# LO QUE SE PIDE
Indica si cada afirmación concuerda con el fragmento sobre Stendhal. Responde sí o no y cita literalmente las palabras del fragmento que lo deciden.
1. El editor de Stendhal le advirtió que sus novelas no tendrían lectores.
2. Stendhal contestó que lo leerían dentro de cincuenta años.
3. Según el autor, Stendhal pensaba en el lector cuando escribía.

# TEXTO PROPORCIONADO
Arte puro; en la descripción de la batalla de Waterloo, Stendhal consigue al mismo tiempo que el lector "vea" los colores entrecortados y violentos del uniforme de los soldados, sus armas, sus movimientos de ataque y defensa, su vitalidad al salvar la vida o quitársela al enemigo. Homérico Stendhal. Y, sin embargo, tras leer tres o cuatro veces esas dos novelas puedo decir que creo firmemente que Stendhal no pensaba en el lector cuando escribía esas maravillas.
El escritor "estaba" fijo en la guerra de Waterloo, con una cámara grabadora que todavía no existía porque no había sido inventada. Lo demás no creo que le importara: estaba labrando su obra de arte, reproduciendo en palabras lo que quizá no había ocurrido en la batalla de verdad, pero creando en palabras una realidad que era tan verdad (no la verdad de la mentiras, como recuerda Galdós en El caballero encantado) como la de verdad, o tal vez más, porque parece escrita por alguien, el escritor, que estaba presente en cada momento de la guerra.
En alguna ocasión, el editor de Stendhal le llamó la atención con dureza. Le confirmó a gritos que las novelas que estaba llevándole para imprimir no tendrían lectores. "Esto hoy no lo leerá nadie", fueron las palabras del editor. "Ya me leerán dentro de treinta años", fue la contestación de Stendhal. Contundente y veraz el escritor, confirmado en su propia fe de escritor, al margen de la mentalidad comercial del editor, al margen de ese lector que se le decía que no tendrían sus novelas.

Registros almacenados del conjunto de datos:
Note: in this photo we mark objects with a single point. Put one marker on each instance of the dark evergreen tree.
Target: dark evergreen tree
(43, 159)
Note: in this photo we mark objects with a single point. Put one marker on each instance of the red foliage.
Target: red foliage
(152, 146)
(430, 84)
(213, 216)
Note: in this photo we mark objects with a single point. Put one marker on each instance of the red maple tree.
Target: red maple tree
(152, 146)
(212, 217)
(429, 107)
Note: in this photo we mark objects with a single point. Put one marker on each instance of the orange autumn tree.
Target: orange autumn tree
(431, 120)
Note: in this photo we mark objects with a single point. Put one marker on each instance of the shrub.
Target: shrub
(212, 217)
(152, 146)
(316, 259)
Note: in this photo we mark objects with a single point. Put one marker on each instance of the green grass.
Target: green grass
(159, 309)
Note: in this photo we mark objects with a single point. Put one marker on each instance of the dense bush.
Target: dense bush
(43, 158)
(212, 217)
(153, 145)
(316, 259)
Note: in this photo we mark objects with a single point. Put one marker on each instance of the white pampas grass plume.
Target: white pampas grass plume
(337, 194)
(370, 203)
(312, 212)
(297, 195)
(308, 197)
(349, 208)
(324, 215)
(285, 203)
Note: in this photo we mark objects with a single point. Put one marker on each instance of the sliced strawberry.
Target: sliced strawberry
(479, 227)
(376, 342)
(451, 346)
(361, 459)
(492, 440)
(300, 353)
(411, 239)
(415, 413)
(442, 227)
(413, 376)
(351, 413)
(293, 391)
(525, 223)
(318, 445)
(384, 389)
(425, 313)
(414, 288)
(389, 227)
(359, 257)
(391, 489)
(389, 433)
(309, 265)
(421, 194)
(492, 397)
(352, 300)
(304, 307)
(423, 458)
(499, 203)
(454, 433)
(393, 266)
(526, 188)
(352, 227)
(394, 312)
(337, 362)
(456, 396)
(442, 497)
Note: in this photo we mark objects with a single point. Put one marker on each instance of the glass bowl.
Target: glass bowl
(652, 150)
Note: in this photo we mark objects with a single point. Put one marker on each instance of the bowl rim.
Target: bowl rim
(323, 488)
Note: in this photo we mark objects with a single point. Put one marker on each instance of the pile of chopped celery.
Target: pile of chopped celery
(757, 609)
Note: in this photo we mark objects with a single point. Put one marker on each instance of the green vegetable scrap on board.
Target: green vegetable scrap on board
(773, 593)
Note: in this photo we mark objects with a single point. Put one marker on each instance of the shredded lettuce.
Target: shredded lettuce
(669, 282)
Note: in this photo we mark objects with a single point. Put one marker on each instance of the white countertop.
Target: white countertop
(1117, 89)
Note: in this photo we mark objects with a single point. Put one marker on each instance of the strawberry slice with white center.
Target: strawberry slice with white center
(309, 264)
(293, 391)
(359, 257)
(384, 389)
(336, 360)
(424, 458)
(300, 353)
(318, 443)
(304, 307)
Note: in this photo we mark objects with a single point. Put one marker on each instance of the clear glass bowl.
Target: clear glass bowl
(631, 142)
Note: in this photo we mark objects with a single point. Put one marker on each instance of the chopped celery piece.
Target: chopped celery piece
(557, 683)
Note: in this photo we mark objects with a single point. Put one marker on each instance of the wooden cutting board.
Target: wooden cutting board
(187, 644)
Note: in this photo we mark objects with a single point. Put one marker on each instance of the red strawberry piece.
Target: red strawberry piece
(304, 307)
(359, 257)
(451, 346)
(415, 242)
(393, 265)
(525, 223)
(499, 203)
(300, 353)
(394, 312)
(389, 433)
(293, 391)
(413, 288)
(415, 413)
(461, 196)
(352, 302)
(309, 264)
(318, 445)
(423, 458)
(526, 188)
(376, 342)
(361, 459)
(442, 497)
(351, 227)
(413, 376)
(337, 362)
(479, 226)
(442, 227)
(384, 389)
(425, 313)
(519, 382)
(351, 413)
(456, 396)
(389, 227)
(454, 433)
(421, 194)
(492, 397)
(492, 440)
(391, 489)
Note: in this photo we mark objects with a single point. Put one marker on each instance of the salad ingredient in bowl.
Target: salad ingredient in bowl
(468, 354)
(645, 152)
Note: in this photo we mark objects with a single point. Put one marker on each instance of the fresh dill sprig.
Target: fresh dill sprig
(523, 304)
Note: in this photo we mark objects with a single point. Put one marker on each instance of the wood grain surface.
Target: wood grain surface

# TAREA RESUELTA
1. Sí: «Le confirmó a gritos que las novelas que estaba llevándole para imprimir no tendrían lectores».
2. No: «Ya me leerán dentro de treinta años».
3. No: «creo firmemente que Stendhal no pensaba en el lector cuando escribía esas maravillas».